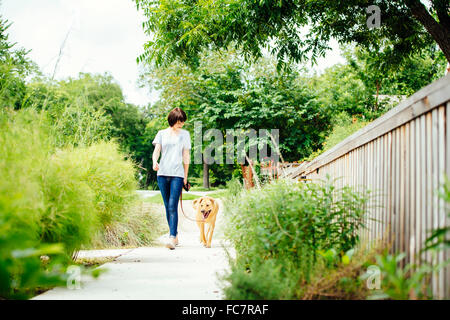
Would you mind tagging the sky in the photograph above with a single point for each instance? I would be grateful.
(102, 36)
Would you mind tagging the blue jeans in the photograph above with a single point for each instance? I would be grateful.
(170, 188)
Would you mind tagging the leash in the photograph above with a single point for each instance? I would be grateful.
(184, 214)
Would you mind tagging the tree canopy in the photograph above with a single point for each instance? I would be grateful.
(293, 30)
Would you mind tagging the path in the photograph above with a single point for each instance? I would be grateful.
(188, 272)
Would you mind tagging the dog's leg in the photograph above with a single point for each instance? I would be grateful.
(201, 225)
(210, 232)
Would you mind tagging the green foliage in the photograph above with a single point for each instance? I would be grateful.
(292, 225)
(52, 196)
(183, 29)
(14, 68)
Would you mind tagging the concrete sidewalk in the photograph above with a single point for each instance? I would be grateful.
(188, 272)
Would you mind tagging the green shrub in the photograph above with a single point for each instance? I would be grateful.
(52, 201)
(110, 178)
(290, 224)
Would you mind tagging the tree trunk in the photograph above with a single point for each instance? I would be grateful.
(205, 175)
(439, 30)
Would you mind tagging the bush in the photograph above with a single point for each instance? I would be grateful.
(52, 200)
(289, 224)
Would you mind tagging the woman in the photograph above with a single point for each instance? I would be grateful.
(174, 144)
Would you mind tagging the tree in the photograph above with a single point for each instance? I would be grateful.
(291, 29)
(15, 66)
(226, 93)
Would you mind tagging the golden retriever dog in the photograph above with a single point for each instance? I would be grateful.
(207, 209)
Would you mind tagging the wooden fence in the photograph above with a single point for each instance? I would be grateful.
(402, 157)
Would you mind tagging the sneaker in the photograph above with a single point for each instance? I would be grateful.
(171, 244)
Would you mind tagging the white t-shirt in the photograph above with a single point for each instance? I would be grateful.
(171, 163)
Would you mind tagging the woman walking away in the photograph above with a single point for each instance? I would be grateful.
(174, 144)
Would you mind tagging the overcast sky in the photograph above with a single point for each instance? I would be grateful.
(106, 35)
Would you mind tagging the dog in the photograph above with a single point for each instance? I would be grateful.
(207, 209)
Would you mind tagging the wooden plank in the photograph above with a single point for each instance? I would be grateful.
(389, 182)
(447, 171)
(429, 179)
(401, 192)
(407, 210)
(412, 192)
(419, 103)
(395, 175)
(387, 160)
(419, 183)
(434, 183)
(424, 194)
(441, 204)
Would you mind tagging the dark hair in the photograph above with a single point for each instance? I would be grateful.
(175, 115)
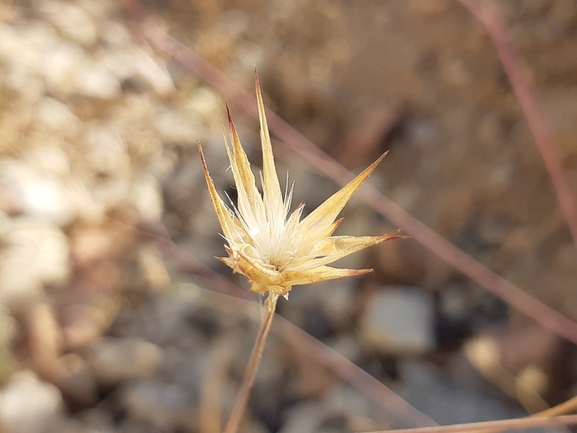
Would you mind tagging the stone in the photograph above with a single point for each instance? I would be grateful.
(164, 405)
(35, 254)
(115, 360)
(399, 320)
(40, 194)
(28, 405)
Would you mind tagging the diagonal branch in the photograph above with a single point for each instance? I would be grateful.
(314, 156)
(519, 76)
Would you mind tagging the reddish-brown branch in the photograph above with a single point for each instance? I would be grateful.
(492, 426)
(478, 272)
(298, 338)
(519, 76)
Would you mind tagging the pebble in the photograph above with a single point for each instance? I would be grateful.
(399, 320)
(28, 405)
(35, 254)
(115, 360)
(39, 193)
(147, 198)
(164, 405)
(72, 21)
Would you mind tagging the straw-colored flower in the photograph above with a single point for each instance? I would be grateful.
(272, 247)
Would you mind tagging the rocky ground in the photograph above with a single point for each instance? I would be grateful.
(106, 328)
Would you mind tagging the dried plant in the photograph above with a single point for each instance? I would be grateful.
(273, 247)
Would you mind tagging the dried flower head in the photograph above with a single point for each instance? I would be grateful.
(267, 243)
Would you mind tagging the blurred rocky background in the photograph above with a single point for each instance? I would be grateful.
(103, 328)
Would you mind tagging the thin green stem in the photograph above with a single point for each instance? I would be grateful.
(252, 368)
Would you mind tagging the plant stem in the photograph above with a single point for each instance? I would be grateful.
(252, 368)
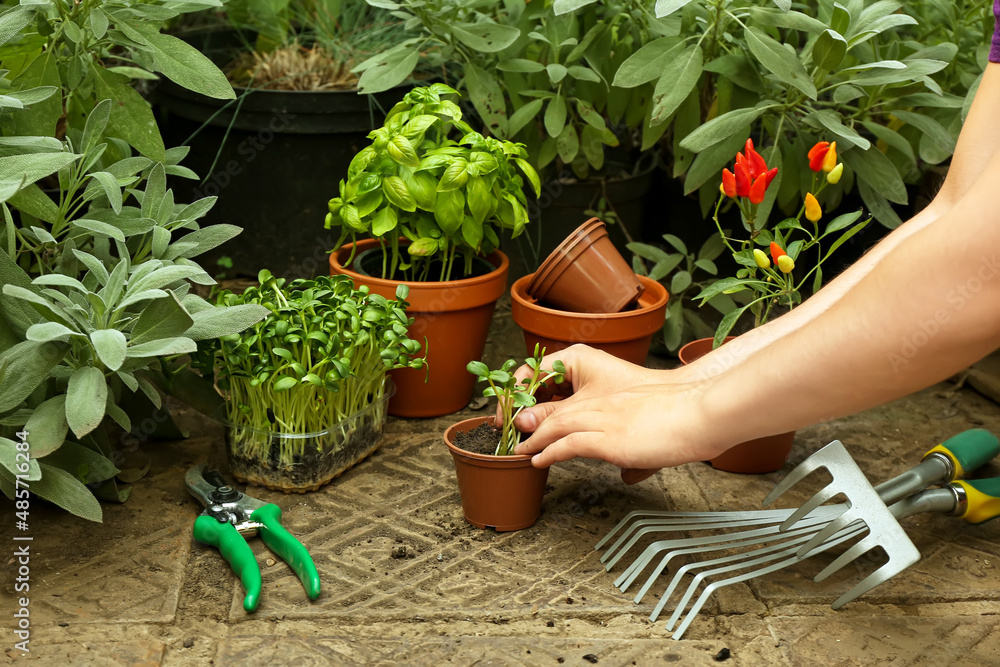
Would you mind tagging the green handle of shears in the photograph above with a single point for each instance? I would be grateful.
(969, 450)
(281, 542)
(232, 546)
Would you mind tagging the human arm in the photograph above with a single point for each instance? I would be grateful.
(849, 357)
(977, 142)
◆ ◆ ◆ ◆ ◆
__Work instructions__. Everything above should be given again exactly, apart from the pictures.

__Solution to the problem__.
Would you mind tagging the sky in the photograph above with a single point for each instance? I would be grateful.
(102, 36)
Would you mind tagging the blue jeans in the photograph above with a single point for each instance? I would be grateful.
(170, 188)
Would you mind tagging the leash in the photograph above with a single point for each instance? I would be grateful.
(184, 214)
Would you mind tagging the tree canopy in the photograph above with a single point for each instance? I would be grateful.
(293, 30)
Would you mind tagging the path in the photograph above with a single point for each instance? I would be grateful.
(188, 272)
Would you mind tagging the dog's leg in the photograph above with a single point for each instance? I would be grateful.
(201, 225)
(210, 232)
Would you mind tagging the green foliage in the photograph above with a single point for each instance? I would be grateful.
(292, 225)
(52, 196)
(183, 29)
(14, 68)
Would you mind tagging the concrete sidewalk in the photograph above with a single point for each instance? I would be grateful.
(188, 272)
Would you mind tagging the green shrub in the photograph above with a single point for each instance? I would be grateful.
(52, 201)
(110, 178)
(290, 224)
Would you mind tagging the tree trunk in the photograph above with a single point for each instance? I would be grateful.
(205, 175)
(439, 30)
Would you mind tagging the bush in the photograph above with a single point for each instance? I would be grateful.
(52, 200)
(289, 224)
Would you mind tagging the woman in the photograph above with a single point for each instance? I would be grateful.
(174, 144)
Would you mind tagging the tree in the photograph above with a single point for each instance? I would be grateful.
(291, 29)
(15, 66)
(226, 93)
Would you mind tagging the golden retriever dog in the photograph above with a single point for each instance? I would be grateful.
(207, 209)
Would you mind tagging the wooden fence in the photograph above with a single point for each instance? I would be grateful.
(402, 157)
Would you mind tagging the sneaker in the photograph above with a single point for each instance? I would be grateful.
(171, 244)
Would you mind tagging the white t-shirt in the photograph above with a single point for each instance? I would be grateful.
(171, 163)
Would you mind tagging the woman walking away in the photograph above with a single point for each instance? I would be grateful.
(174, 144)
Would you mind tagging the overcast sky in the photograph above with a single point for each instance? I would be grateful.
(106, 35)
Would you mind tagging the dog in the photograph above with a single point for each instance? I would be grateful.
(207, 209)
Would you mind tagging the wooden plank in the photograph above with a single point for each instance? I would be grateful.
(389, 182)
(447, 171)
(429, 179)
(401, 192)
(407, 210)
(412, 192)
(419, 103)
(395, 175)
(387, 160)
(419, 183)
(434, 183)
(424, 194)
(441, 204)
Would you mind tagging the dark hair in the photograph above with a single point for each instance? I would be grateful.
(175, 115)
Would you mind tagging the stone in the photograph above with a single point for each instance? I would be grateful.
(164, 405)
(35, 254)
(115, 360)
(399, 320)
(40, 194)
(28, 405)
Would you mind tagging the diagonal branch in the photograph above with a single point for each instance? I would be grateful.
(314, 156)
(519, 76)
Would you mind tagging the reddish-brown branch in the photograph above with a single point for each instance? I would be grateful.
(492, 426)
(478, 272)
(298, 338)
(519, 76)
Would you mind tagging the pebble in the photograph above with a single point for each instance? I would be grateful.
(399, 320)
(28, 405)
(35, 254)
(115, 360)
(39, 193)
(147, 198)
(164, 405)
(72, 21)
Would you mind tagging the straw-colored flower in the photograph above with a single point for each instance? I would be grateful.
(272, 247)
Would you mind tagging the rocky ground in the photograph above with a single point for each instance? I would be grateful.
(106, 328)
Would you mind tagging the dried plant in the photograph above with a single point for each instance? I would be grateful.
(273, 247)
Would you mind tagging the dried flower head in the photograph above with a single point for each instance? I would be grateful.
(267, 243)
Would you mind tagging the blurred rocky background in the photograph above with a single point for each instance? I would be grateful.
(103, 328)
Would you mind tagging the thin green stem in the photograph above with a single point for each instance? I would be grateful.
(252, 368)
Would you mind tagging the plant stem in the photograph above with a single point for each instance? I would be grateful.
(252, 368)
Would you mind tagging the green handle of shears in the photograph above with a single point for each instance? I would be grateful.
(969, 450)
(281, 542)
(232, 546)
Would you mind tagging the human arm in the photograph above with a single point for each instance? I would be grateful.
(849, 357)
(977, 142)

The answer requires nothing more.